═════ TEXT ═════
Background information
- Origin: Melbourne, Victoria, Australia
- Genres: Garage punk
- Years active: 2020–present
- Labels: Heavenly Recordings; [PIAS]; Spoilsport (AU); Anti Fade (NZ); Feel It (US & EU);
- Members: Rebecca Allan James Lynch Scarlett Maloney Jordan Oakley Liam Kenny
- Past members: Seamus Whelan Sam Harding Lisa Rashleigh Daniel Devlin

= Delivery (Australian band) =

Australian garage-punk band

Delivery is an Australian garage-punk band formed in 2020. They released their debut album, Forever Giving Handshakes, in November 2022.

==History==
Delivery were formed in 2020 by couple Rebecca Allan and James Lynch and included members from several Melbourne bands, including The Vacant Smiles, Gutter Girls and Blonde Revolver. They played their first live show in March 2021.

In June 2021, the group released their debut EP Yes We Do.

Between January and April 2022, the group recorded songs for their debut album. In September 2022, the band released the lead single, "Baader Meinhof".
═════ RECORD SET ═════
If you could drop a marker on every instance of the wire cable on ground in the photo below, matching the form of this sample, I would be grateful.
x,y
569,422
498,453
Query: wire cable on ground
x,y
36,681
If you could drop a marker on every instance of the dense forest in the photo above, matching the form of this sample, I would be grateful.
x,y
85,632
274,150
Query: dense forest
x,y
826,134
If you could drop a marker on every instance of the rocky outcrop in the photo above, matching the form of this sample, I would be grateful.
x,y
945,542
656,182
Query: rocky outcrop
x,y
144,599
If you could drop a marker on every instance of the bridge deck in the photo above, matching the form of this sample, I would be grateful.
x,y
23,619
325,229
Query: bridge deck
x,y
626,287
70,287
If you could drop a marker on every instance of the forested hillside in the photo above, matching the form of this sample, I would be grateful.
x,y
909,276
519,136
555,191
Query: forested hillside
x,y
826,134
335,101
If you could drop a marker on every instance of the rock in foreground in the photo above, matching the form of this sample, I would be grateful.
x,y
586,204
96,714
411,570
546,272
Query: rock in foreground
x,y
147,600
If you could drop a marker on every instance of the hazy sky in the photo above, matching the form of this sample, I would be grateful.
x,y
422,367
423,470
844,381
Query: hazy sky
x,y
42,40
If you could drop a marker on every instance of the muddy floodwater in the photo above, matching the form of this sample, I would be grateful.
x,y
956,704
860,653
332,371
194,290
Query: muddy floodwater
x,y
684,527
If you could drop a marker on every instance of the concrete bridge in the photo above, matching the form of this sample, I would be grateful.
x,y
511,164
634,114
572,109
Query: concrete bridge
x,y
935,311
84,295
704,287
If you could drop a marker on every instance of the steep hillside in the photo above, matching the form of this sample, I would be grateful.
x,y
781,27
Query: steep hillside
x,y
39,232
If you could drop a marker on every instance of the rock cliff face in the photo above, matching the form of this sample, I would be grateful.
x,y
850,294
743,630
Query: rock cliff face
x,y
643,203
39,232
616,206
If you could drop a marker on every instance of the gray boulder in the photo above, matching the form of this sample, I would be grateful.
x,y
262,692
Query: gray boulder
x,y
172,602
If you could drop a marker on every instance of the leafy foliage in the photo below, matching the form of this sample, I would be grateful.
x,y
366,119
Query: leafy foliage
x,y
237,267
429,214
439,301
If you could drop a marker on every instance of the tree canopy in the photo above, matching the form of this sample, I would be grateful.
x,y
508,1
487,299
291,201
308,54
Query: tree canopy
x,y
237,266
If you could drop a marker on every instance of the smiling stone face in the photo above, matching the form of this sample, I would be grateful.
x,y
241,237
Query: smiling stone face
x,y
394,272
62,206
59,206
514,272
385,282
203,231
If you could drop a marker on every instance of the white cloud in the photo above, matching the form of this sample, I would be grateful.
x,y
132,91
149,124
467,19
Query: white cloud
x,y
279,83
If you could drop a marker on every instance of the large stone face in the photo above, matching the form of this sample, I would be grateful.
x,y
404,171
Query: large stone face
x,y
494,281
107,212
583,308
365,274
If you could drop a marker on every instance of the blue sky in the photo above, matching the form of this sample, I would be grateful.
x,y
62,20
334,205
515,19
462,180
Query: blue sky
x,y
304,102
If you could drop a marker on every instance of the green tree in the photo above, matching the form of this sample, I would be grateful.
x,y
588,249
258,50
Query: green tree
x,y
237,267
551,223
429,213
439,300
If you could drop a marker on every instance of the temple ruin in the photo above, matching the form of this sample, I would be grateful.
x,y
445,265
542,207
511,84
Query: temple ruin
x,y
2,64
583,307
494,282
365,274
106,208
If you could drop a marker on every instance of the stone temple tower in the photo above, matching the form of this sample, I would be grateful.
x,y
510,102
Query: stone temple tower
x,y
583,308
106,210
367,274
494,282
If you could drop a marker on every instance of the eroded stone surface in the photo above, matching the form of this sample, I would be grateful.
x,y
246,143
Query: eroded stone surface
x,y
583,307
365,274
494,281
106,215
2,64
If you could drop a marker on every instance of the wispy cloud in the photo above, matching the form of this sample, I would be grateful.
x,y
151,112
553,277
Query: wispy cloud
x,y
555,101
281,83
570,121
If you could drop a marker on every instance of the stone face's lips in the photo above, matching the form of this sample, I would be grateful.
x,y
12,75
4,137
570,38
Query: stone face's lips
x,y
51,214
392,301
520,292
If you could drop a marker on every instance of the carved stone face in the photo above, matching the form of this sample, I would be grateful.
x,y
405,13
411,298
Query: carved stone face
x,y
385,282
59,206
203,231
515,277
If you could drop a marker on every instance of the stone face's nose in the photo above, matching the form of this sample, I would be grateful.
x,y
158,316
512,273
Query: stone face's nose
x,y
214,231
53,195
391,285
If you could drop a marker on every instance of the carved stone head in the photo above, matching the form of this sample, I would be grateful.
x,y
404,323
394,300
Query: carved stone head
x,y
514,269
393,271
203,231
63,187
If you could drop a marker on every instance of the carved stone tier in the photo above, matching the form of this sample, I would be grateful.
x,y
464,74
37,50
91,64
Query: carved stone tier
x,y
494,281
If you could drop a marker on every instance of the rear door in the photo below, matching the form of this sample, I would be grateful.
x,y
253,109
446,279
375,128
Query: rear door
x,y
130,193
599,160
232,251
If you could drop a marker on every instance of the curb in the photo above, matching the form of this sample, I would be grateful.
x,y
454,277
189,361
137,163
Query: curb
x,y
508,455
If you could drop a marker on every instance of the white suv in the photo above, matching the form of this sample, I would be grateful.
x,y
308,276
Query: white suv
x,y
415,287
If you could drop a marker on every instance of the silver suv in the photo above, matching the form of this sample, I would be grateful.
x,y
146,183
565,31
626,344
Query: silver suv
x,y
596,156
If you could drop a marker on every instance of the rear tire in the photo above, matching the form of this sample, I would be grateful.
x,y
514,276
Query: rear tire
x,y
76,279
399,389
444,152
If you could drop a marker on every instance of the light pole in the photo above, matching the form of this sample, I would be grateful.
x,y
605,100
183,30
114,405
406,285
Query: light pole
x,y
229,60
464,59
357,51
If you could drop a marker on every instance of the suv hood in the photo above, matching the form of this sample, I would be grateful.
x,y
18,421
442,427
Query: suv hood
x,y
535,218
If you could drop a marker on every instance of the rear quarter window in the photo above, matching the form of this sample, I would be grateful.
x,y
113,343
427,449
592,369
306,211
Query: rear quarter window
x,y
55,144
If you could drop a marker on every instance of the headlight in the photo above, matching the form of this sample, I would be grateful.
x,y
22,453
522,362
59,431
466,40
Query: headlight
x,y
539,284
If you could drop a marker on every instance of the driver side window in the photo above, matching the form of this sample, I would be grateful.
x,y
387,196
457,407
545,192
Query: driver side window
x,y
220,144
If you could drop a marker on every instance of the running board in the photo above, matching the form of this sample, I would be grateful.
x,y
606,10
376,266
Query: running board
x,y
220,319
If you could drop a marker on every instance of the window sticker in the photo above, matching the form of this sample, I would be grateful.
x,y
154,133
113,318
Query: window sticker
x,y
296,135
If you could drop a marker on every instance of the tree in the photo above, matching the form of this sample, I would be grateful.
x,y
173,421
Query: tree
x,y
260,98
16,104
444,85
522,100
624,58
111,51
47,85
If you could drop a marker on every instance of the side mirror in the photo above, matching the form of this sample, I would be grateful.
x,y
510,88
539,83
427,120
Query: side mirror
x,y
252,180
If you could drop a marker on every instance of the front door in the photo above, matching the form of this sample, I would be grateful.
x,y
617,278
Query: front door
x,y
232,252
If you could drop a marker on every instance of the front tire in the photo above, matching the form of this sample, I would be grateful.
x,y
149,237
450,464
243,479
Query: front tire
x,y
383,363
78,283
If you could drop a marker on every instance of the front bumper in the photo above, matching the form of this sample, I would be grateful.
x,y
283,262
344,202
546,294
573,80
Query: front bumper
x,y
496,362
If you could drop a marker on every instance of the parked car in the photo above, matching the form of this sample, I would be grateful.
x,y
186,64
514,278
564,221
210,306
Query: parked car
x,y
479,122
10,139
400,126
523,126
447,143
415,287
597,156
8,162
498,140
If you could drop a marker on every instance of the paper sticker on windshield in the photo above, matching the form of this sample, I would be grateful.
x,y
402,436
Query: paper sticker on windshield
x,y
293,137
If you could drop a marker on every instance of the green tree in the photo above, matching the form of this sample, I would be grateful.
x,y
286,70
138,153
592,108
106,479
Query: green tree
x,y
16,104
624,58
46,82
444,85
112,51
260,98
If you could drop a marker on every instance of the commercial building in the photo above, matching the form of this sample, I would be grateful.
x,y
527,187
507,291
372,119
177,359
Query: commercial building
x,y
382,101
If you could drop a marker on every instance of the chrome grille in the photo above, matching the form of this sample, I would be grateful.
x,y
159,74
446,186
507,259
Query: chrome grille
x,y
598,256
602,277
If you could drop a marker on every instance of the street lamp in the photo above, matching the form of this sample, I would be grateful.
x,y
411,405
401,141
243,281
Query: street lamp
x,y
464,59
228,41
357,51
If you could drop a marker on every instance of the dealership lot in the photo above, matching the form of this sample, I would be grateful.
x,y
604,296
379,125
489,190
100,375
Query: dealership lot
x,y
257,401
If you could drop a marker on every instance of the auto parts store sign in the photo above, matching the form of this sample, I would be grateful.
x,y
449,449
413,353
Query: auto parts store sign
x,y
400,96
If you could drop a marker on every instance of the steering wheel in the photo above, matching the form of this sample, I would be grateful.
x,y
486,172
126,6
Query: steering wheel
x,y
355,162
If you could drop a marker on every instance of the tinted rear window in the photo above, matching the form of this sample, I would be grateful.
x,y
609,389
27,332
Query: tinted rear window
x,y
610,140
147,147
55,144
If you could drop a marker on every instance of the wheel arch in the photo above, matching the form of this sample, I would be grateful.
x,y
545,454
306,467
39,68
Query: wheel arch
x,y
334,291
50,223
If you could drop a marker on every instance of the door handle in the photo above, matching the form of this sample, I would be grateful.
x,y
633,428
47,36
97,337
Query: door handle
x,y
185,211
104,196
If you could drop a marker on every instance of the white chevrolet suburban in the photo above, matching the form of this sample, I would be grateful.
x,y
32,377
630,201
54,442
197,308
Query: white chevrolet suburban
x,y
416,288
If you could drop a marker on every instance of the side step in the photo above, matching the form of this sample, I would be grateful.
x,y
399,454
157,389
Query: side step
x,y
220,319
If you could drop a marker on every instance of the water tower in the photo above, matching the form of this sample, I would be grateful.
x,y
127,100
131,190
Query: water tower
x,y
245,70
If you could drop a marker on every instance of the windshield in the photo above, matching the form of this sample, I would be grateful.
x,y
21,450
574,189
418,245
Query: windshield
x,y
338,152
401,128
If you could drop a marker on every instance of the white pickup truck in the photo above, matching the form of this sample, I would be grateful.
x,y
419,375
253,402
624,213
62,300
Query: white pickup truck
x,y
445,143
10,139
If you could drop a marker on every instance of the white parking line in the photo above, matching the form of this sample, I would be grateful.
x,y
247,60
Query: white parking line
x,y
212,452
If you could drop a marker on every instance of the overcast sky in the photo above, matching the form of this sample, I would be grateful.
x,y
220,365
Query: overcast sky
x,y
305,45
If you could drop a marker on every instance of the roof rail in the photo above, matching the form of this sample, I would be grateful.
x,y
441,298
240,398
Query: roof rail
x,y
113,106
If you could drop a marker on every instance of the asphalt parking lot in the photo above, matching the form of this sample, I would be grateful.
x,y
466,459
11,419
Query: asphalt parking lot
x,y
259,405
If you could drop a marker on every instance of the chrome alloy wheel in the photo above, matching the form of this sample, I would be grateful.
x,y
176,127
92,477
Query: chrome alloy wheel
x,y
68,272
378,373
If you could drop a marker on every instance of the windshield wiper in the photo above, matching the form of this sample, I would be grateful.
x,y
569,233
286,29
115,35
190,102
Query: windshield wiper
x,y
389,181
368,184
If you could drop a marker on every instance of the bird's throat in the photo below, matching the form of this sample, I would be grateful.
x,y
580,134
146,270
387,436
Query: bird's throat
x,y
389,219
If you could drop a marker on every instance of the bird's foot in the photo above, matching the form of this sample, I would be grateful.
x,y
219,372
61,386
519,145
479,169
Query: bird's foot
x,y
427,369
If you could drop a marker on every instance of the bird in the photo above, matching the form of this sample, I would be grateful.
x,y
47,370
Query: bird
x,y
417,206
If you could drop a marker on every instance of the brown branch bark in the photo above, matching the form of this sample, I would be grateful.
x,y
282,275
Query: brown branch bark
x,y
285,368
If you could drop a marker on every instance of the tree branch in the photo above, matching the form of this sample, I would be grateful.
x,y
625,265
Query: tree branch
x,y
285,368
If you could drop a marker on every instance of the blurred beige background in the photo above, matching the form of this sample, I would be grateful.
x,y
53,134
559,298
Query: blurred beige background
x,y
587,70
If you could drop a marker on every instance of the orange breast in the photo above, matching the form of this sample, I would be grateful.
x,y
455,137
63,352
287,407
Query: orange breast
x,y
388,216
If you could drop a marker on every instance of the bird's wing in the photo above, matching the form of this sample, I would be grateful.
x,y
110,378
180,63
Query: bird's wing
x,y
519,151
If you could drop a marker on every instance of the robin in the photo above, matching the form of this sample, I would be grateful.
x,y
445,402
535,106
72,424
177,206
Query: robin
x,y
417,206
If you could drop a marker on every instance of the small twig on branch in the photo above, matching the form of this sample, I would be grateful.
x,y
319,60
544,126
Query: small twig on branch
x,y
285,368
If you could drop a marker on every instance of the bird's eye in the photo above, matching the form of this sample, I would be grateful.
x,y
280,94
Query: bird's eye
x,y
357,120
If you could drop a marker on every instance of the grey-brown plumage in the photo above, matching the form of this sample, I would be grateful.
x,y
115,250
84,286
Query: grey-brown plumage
═════
§ **DIRECTIVES**
1. Update the stretch of rows from the line containing "the bird's eye" through the end of the rows by replacing "plumage" with "feathers", leaving everything else unchanged, and return only those lines.
2. Write what comes next in the text about the band Delivery.

§ **OUTPUTS**
1.
If you could drop a marker on every instance of the bird's eye in the photo above, matching the form of this sample, I would be grateful.
x,y
280,94
Query: bird's eye
x,y
357,120
If you could drop a marker on every instance of the grey-brown feathers in the photo above, matching the form of this sample, I would be grateful.
x,y
115,250
84,286
Query: grey-brown feathers

2.
In October, the band released the single "The Complex" and announced the forthcoming released of their debut album Forever Giving Handshakes.

Doug Wallen from NME gave the album 4 out of 5 calling it "[a] lively record full of guitar interplay and sociopolitical critique". Conor Lochrie from Tone Deaf said "Forever Giving Handshakes is an exercise in controlled chaos, songs threatening to fall apart at any moment, but it all coolly remains together" adding "Underneath the rapid-fire vocal delivery, intricate guitar interplay is rife; it's always a case of more is more."

Delivery played Golden Plains Festival in Meredith, Australia in March 2023.

==Members==
===Current members===
- Rebecca Allan – bass, backing and lead vocals (2020–present)
- James Lynch – lead and backing vocals, guitar, synthesizer (2020–present)
- Jordan Oakley – guitar, backing vocals (2024–present)
- Scarlett Maloney – guitar, backing and lead vocals (2024–present)
- Liam Kenny – drums (2024–present)

===Former members===
- Seamus Whelan – guitar, backing vocals (2020–2021)
- Lisa Rashleigh – guitar, backing and lead vocals (2020–2024)
- Daniel Devlin – drums, backing vocals (2020–2024)
- Sam Harding – guitar, synthesizer, backing vocals (2021–2024)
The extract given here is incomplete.